EXERCISE TASK
Lines from the one containing "Can you find where the distant" through the last line of the data are to be repeated word for word, both ends included.
Start of THE INPUT
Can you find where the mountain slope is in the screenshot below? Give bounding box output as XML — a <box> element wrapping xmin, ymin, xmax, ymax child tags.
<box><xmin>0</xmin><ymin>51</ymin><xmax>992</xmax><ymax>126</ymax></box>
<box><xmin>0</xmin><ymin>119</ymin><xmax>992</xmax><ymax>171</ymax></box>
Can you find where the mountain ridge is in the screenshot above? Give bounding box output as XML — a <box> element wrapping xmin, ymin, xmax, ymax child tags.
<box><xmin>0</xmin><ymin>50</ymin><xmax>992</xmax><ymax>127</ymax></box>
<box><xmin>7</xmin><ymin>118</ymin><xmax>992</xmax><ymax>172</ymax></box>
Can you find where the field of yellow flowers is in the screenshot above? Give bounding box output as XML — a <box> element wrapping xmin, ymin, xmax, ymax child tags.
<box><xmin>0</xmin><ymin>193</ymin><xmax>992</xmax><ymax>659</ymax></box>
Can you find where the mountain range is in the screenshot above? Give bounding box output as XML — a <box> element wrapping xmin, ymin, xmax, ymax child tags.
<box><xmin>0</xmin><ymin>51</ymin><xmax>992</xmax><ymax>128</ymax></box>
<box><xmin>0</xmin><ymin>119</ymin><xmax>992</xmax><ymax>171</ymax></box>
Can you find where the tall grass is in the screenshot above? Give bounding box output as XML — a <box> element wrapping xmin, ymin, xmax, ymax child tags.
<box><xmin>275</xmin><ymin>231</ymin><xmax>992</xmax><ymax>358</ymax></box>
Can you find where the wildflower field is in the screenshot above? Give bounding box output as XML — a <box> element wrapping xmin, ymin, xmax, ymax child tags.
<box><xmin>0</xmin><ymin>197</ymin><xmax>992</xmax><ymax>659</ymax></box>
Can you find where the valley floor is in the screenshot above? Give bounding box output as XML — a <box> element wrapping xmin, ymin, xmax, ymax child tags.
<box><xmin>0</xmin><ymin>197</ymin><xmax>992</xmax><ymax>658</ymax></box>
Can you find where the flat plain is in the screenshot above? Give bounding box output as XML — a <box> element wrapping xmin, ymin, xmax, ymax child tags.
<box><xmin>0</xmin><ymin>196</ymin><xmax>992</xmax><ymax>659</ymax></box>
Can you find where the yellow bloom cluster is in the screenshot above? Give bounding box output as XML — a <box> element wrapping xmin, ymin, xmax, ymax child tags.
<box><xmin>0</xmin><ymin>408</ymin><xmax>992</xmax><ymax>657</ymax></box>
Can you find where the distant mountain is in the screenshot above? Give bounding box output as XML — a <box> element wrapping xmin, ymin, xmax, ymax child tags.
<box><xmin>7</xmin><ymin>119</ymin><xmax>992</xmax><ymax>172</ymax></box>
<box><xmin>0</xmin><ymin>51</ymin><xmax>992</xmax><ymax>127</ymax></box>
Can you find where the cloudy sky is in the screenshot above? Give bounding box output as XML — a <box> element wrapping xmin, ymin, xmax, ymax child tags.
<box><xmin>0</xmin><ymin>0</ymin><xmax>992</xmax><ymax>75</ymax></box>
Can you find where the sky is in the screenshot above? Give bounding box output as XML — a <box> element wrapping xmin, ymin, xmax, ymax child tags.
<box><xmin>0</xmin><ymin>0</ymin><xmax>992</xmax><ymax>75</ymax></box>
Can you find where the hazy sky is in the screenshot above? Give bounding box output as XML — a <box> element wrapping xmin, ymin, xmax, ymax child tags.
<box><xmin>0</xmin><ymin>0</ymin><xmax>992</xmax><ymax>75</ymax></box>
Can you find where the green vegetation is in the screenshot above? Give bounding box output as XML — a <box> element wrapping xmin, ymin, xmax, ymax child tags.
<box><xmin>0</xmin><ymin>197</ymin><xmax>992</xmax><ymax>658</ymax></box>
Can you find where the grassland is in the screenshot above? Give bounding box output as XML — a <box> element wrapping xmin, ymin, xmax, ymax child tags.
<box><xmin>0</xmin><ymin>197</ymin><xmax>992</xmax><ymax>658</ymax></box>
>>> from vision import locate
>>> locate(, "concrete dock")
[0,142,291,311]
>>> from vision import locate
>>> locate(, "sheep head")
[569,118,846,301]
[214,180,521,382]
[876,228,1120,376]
End of THE INPUT
THE COMPLETED TASK
Can you find where the distant mountain is in the screenshot above? Give bounding box output as XML — a <box> element wrapping xmin, ymin, xmax, ymax child tags.
<box><xmin>7</xmin><ymin>119</ymin><xmax>992</xmax><ymax>172</ymax></box>
<box><xmin>0</xmin><ymin>51</ymin><xmax>992</xmax><ymax>127</ymax></box>
Can you find where the cloudy sky is in the screenshot above? Give bounding box output as XML — a <box> element wrapping xmin, ymin, xmax, ymax child tags.
<box><xmin>0</xmin><ymin>0</ymin><xmax>992</xmax><ymax>75</ymax></box>
Can you find where the sky is in the screenshot above? Give bounding box output as XML — a <box> element wrapping xmin, ymin, xmax, ymax child tags.
<box><xmin>0</xmin><ymin>0</ymin><xmax>992</xmax><ymax>75</ymax></box>
Can you find where the hazy sky is in the screenshot above? Give bounding box output as XML — a <box> element wrapping xmin, ymin, xmax, ymax child tags.
<box><xmin>0</xmin><ymin>0</ymin><xmax>992</xmax><ymax>75</ymax></box>
Can you find where the green vegetation is in the screenshot above? Give bounding box output as XML — a <box> element wrapping xmin, ymin, xmax, ymax child tags.
<box><xmin>0</xmin><ymin>197</ymin><xmax>992</xmax><ymax>658</ymax></box>
Can you find where the grassland is in the screenshot above? Give bounding box output as XML — a <box> element wrapping xmin, ymin, xmax, ymax child tags.
<box><xmin>0</xmin><ymin>197</ymin><xmax>992</xmax><ymax>658</ymax></box>
>>> from vision import locate
>>> locate(, "concrete dock")
[0,142,291,311]
>>> from vision import locate
>>> locate(, "sheep head")
[569,118,846,301]
[214,180,521,382]
[876,228,1120,376]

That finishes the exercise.